▶ Source document:
—————

The young fruit is eaten as a vegetable and is commonly grown for that purpose in tropical Asia. The young shoots, flowers and leaves can be cooked, and the mature seeds can be roasted for consumption.

=== Sponge ===

Unlike the young fruit, the fully ripened fruit is strongly fibrous and inedible, and is used to make scrubbing bath sponges. Due to the use as a scrubbing sponge, it is also known by the common names dishrag gourd, rag gourd, sponge gourd, and vegetable-sponge. It is also called smooth luffa to distinguish it from the ridged luffa (Luffa acutangula), which is used for the same purposes.

=== Oil extract ===

An edible oil can be extracted from the seeds. The resulting oil meal can be fed to rabbits and catfish, or used as a fertilizer.

| The fibrous skeleton of the fruit is used as a household scrubber. The fiber is xylem. It has semi-coarse texture and good durability. | Sponges made of sponge gourd for sale alongside sponges of animal origin (Spice Bazaar in Istanbul, Turkey). | Sponge gourd in a market in Dhaka, Bangladesh. |

=== Art ===
In the Levant, Luffa aegyptiaca has been in use since late antiquity. Young fruits were used for food. Mature fruits were used as bath sponges. Roman mosaics featuring Luffa aegyptiaca fruits have been discovered in churches and synagogues throughout Palestine.

—————

▶ Data section:
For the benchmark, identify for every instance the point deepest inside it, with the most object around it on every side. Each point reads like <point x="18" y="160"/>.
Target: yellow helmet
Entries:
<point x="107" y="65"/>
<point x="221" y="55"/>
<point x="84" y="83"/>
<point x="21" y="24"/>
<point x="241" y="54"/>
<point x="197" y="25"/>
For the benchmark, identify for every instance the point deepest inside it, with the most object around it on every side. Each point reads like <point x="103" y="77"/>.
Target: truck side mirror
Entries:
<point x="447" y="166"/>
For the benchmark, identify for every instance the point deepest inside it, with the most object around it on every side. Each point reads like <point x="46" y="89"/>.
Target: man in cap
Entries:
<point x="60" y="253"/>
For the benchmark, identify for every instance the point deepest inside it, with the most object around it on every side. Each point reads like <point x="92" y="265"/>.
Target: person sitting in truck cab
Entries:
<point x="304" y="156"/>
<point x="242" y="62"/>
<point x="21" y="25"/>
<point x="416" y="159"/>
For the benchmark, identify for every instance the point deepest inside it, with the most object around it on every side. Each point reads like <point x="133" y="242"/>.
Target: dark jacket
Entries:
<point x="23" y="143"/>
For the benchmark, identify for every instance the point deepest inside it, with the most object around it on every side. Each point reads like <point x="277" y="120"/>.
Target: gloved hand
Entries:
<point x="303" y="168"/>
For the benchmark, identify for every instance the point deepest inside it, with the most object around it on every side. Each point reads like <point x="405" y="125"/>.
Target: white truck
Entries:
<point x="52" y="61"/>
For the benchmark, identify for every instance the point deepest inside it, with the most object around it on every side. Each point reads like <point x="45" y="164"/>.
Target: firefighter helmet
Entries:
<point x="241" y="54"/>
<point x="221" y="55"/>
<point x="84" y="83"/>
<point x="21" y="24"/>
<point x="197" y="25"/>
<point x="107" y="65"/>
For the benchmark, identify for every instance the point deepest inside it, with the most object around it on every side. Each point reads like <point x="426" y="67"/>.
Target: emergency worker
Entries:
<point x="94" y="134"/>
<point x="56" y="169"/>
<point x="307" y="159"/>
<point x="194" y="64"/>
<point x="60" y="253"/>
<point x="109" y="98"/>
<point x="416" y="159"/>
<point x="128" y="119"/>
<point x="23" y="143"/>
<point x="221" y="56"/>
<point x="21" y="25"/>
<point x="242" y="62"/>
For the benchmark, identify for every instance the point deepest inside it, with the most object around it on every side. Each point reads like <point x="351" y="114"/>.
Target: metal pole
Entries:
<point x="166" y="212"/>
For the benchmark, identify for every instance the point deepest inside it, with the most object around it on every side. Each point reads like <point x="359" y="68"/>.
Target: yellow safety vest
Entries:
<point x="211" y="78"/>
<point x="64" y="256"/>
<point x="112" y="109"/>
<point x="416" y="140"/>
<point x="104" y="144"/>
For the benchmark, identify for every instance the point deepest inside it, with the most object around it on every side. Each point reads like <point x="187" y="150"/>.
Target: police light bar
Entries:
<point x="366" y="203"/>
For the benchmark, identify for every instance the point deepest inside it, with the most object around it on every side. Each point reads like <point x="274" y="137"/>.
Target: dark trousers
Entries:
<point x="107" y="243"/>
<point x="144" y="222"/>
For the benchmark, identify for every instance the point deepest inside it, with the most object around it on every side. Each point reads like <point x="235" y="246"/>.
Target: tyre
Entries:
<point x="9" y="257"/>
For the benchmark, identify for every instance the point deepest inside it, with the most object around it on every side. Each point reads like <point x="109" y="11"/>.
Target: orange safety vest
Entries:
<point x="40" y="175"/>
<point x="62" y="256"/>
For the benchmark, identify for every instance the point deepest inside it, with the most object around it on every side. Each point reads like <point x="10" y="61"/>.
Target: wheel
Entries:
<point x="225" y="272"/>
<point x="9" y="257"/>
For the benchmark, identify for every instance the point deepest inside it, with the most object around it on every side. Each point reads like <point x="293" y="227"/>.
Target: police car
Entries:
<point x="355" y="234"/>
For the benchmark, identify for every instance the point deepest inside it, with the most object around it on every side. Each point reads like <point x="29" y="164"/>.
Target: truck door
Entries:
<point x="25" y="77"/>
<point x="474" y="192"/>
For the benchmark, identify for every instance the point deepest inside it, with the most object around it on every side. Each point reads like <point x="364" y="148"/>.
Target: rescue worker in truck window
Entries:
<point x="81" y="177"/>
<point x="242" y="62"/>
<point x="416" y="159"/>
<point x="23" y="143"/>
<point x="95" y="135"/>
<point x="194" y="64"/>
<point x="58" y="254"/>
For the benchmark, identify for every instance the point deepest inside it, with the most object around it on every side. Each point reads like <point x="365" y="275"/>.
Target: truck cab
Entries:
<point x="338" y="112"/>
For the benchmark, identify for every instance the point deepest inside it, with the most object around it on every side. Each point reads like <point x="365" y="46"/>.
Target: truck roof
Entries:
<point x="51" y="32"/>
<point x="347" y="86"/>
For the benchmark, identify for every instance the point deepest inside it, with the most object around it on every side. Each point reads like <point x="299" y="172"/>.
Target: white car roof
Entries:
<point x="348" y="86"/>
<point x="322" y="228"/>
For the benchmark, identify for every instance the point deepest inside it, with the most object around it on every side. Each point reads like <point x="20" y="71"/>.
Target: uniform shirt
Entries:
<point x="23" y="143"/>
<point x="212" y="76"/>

—————

Answer these questions from the Luffa aegyptiaca text:
(a) Which animals can eat the oil meal left after oil is extracted from the seeds?
(b) Which plant is the name "smooth luffa" meant to distinguish it from?
(c) Where have Roman mosaics showing its fruits been discovered?

(a) Rabbits and catfish.
(b) The ridged luffa (Luffa acutangula).
(c) In churches and synagogues throughout Palestine.